TASK STATEMENT:
Convert the lines between the one holding "label=guitar strap action=detect" and the one holding "[139,18,181,50]", inclusive, into a JSON list of strings with one string per line. Leave out any blank lines.

TASK DATA:

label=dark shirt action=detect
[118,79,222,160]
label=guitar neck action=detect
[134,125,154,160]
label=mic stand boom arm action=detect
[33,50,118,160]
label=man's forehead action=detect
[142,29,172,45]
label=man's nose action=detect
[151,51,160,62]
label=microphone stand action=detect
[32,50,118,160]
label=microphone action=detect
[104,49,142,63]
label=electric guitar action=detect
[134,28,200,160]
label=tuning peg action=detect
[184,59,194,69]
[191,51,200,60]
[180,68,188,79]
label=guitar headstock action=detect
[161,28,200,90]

* * *

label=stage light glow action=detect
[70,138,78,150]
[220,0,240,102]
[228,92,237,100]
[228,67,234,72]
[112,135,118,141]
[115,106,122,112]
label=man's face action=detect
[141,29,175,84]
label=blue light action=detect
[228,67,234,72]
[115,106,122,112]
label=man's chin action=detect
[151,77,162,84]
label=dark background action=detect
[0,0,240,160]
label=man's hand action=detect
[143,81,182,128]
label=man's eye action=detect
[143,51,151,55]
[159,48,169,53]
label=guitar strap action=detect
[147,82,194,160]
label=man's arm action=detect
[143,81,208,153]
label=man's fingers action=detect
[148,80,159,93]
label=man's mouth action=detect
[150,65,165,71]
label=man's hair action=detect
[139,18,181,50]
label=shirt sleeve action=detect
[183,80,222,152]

...

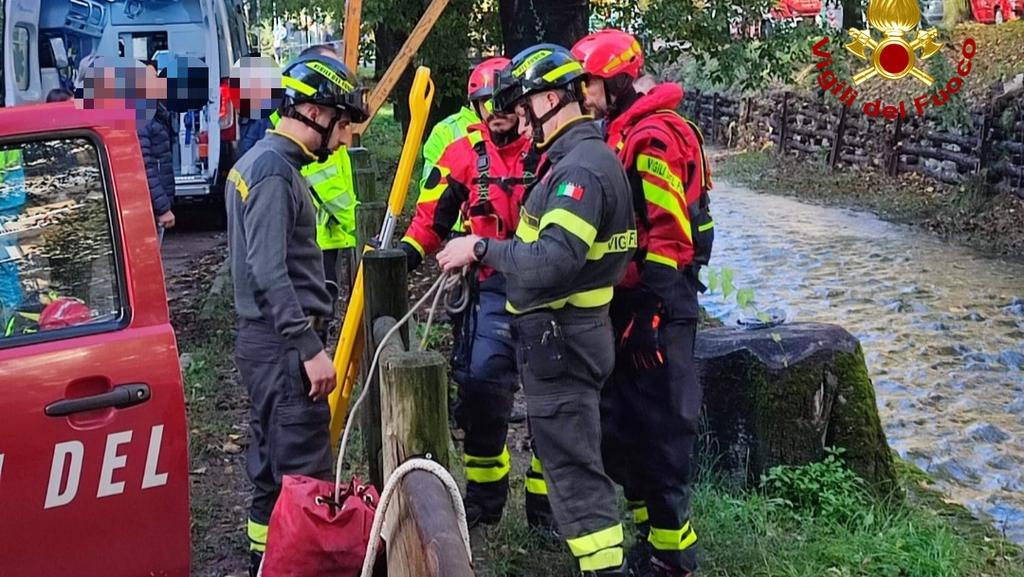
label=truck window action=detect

RESULT OF THE TASK:
[
  "label=guitar strap action=detect",
  "[147,82,194,160]",
  "label=man's arm action=detect",
  "[143,81,208,153]",
  "label=man's fingers action=detect",
  "[148,80,159,93]",
  "label=man's mouth action=detect",
  "[150,65,165,71]",
  "label=man's hair action=detect",
  "[139,18,181,50]"
]